» Problem requirements: Continue the post on financial protectionism after its final sentence, keeping to its subject and technical voice.

Financial Protectionism??

Andrew K Rose  of UC Berkeley and Tomasz Wieladek of BoE have this nice paper on the topic. It is perhaps the first paper on the topic (the authors also say so).

In the paper authors point to this interesting idea call protectionism measures by banks. When a bank gets nationalised does it lower its lending to international players? Does it charge higher interest rates?

The “Great Recession” which engulfed the world in 2008-09 is frequently compared  to the Great Depression of the early 1930s.  Many economists blame trade protectionism for  deepening, spreading, and/or lengthening the Great Depression.  This time around, there is  only muted evidence of traditional trade protectionism, at least thus far. But the public  sector has made substantial interventions in financial markets around the world, particularly  in the banking sector, while cross-border bank lending has fallen. In this study we ask if  government support for banks has reduced foreign lending to the UK and resulted in a new  type of protectionism: financial protectionism.

» Information shown:
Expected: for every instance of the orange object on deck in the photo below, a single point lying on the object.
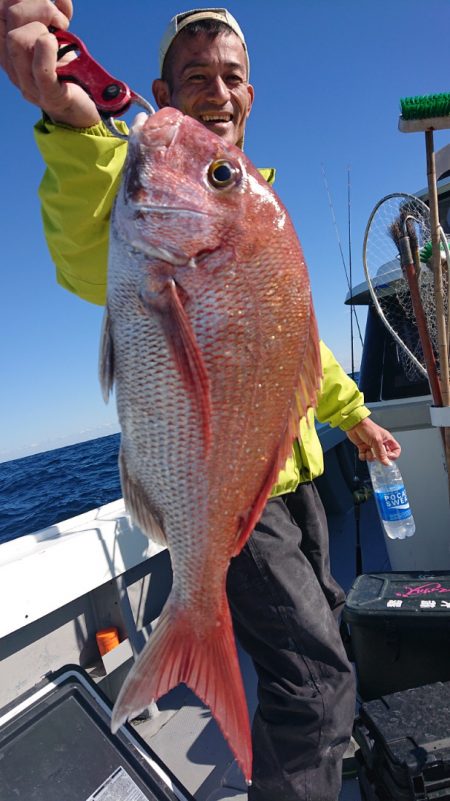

» Task result:
The Bank of England May 2009 Inflation Report documents that in the years before  the global financial crisis, foreign lenders contributed substantially to the growth of lending  to UK residents. Following the global financial crisis this type of foreign  lending to the UK  economy has fallen drastically. If this decline is temporary, due to, for example, increased  risks in the UK economy as a result of the recession, foreign lenders will probably re-enter  the UK market once the recovery is entrenched. On the other hand, if this phenomenon is  longer lasting, possibly due to financial protectionism, the lack of access to foreign capital means that UK households and firms will need to roll over maturing loans over with  alternative sources of funding. Whether or not the decline in foreign lending is a result of  financial protectionism has therefore important implications for UK financial and monetary  policy.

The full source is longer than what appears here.